### THE DATA ###
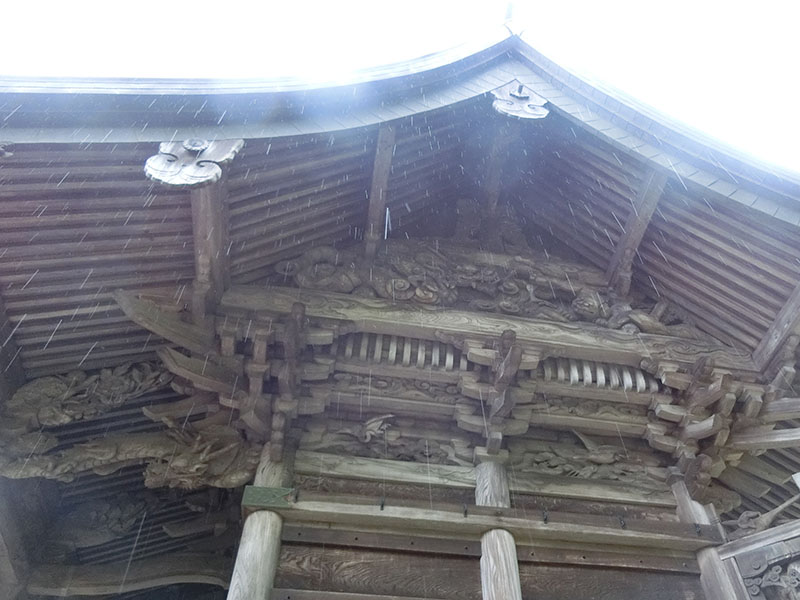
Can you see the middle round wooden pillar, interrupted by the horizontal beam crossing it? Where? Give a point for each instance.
(499, 568)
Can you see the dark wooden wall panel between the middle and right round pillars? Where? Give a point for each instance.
(568, 583)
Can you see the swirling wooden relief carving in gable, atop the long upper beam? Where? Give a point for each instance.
###
Print the records above again exactly. Leave out the images.

▶ EXPECTED ANSWER
Can you see the middle round wooden pillar, interrupted by the horizontal beam crossing it? Where? Give a point for each instance.
(499, 568)
Can you see the dark wooden wall panel between the middle and right round pillars? Where? Give a point for each instance.
(568, 583)
Can you see the swirling wooden relief carving in gable, atop the long upper beam? Where? Give a point for each instance.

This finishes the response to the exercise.